+++ Quoted passage

But in war, there are lots of predictable consequence that, intended or not, can create serious problems. Our war fans just prefer to pretend those aren't there.
The pseudo-scandal the Republicans have tried to whip up over the Benghazi attack is just that, a pseudo-scandal. But I do think that longtime Obama critic David Bromwich makes a valid point in Stay Out of Syria! New York Review of Books 05/23/2013:
The Benghazi killings were an indirect but predictable consequence of the NATO intervention that overthrew Muammar Qaddafi. Disorder was a necessary condition of the attack. The "light footprint" of NATO was never going to be sufficient to contain the forces the war released. With the death of Qaddafi and the instability of NATO’s interim arrangements, his troops and weapons moved southward in Africa; and the evacuation of US State Department workers in Mali in January and the attack on international workers in Algeria are now widely understood to have been another fruit of the NATO action in Libya. For Americans, of course, Libya is almost forgotten, but for North Africa and the watching Arab world, it remains a vivid and disturbing memory: seven months of air attacks, with thousands of sorties, 7,700 bombs dropped or missiles launched, and uncounted civilian casualties.I wish our Presidential Administration, the press, the Congress, the courts, the Pentagon would all take military intervention and carefully than they do.

++++++
+++ Dataset section

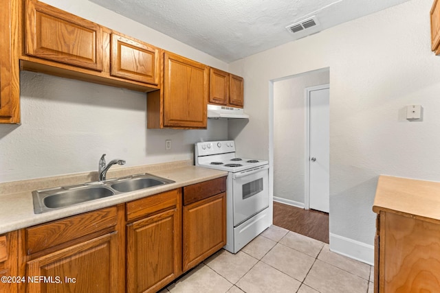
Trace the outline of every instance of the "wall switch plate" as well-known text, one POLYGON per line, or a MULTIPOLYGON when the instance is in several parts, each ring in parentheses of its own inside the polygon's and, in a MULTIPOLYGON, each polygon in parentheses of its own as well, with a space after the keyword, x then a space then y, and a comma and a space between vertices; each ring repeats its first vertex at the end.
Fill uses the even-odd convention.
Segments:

++++++

Stated exercise:
Continue the commentary above on the Benghazi attack and the NATO intervention in Libya, starting right after its last sentence.

Written answer:
What Andrew Bacevich calls the "War for the Greater Middle East" (Naming the Nameless War BillMoyers.com 05/28/2013) is a continuing process. And decisions to intervene in one country affects events and policy options in another. One effect of the French-British-US military intervention in Libya, for instance, was to push Russia and China to oppose UN Security Council authorizations for exercising the "obligation to protect" (a relatively new but now-established international law concept) in Syria out of concern that NATO powers would use it as an excuse to militarily intervene on behalf of Syrian rebels.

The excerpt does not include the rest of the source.